───── Supplied entries ─────

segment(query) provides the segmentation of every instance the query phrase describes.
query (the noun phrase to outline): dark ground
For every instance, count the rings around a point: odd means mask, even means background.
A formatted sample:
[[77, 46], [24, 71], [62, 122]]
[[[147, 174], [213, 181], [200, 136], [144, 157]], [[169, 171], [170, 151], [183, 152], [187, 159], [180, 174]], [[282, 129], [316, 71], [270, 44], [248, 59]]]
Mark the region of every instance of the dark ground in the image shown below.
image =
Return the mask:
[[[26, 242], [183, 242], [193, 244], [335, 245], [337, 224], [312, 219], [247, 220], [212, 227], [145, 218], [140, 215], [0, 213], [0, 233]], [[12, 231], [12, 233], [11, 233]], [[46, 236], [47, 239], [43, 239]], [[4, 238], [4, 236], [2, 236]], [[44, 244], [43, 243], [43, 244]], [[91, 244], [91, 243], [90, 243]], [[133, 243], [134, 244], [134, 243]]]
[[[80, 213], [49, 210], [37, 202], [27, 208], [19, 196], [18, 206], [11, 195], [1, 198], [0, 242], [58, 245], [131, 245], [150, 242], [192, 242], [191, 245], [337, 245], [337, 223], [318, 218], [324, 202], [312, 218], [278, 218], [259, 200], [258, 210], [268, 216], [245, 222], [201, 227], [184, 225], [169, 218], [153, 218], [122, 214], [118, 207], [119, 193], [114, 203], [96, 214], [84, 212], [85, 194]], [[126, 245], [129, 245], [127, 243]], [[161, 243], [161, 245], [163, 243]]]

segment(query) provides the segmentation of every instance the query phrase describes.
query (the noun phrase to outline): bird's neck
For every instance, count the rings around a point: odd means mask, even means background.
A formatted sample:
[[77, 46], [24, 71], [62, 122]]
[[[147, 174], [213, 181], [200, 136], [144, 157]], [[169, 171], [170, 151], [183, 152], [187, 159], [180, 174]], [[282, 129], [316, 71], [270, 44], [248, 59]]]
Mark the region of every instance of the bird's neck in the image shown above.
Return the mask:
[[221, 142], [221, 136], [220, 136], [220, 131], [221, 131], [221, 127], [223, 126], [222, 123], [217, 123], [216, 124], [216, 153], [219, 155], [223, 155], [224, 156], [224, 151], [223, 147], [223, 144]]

─────

● Task brief: Reproduce all of the material above line for line, without changing anything.

● Complete output:
segment(query) provides the segmentation of every instance the query phrase describes.
query (the noun phrase to outline): dark ground
For every instance, count the rings around a point: odd means mask, even means background.
A formatted sample:
[[77, 46], [24, 71], [62, 122]]
[[[147, 174], [213, 181], [200, 136], [144, 157]], [[169, 171], [170, 151], [183, 152], [187, 159], [180, 174]], [[282, 129], [316, 71], [270, 44], [248, 59]]]
Mark the region of every instance of the dark ground in the image shown below.
image =
Return the mask:
[[[26, 242], [183, 242], [193, 244], [335, 245], [337, 224], [312, 219], [247, 220], [212, 227], [145, 218], [140, 215], [0, 213], [0, 233]], [[12, 231], [12, 233], [11, 233]], [[46, 236], [47, 239], [43, 239]], [[4, 238], [4, 236], [2, 236]], [[44, 244], [43, 243], [43, 244]], [[91, 244], [91, 243], [90, 243]], [[133, 243], [134, 244], [134, 243]]]
[[[80, 213], [49, 210], [37, 202], [27, 208], [19, 196], [18, 206], [11, 195], [1, 198], [0, 242], [58, 245], [131, 245], [150, 242], [192, 242], [191, 245], [337, 245], [337, 223], [318, 218], [324, 202], [312, 218], [278, 218], [259, 200], [258, 210], [268, 216], [245, 222], [201, 227], [184, 225], [169, 218], [153, 218], [122, 214], [118, 207], [119, 193], [114, 203], [96, 214], [84, 212], [85, 194]], [[126, 245], [129, 245], [127, 243]], [[161, 243], [161, 245], [163, 243]]]

segment(query) provides the segmentation of every instance the query phrase describes.
query (the noun phrase to outline): bird's neck
For every instance, count the rings around a point: odd means mask, even means background.
A formatted sample:
[[77, 46], [24, 71], [62, 122]]
[[[147, 174], [213, 181], [200, 136], [144, 157]], [[169, 171], [170, 151], [183, 152], [187, 159], [180, 174]], [[282, 129], [316, 71], [270, 44], [248, 59]]]
Mark the region of every instance of the bird's neck in the image shown above.
Return the mask:
[[221, 142], [221, 136], [220, 136], [220, 131], [221, 131], [221, 127], [223, 126], [222, 123], [217, 123], [216, 124], [216, 153], [219, 155], [223, 155], [224, 156], [224, 151], [223, 147], [223, 144]]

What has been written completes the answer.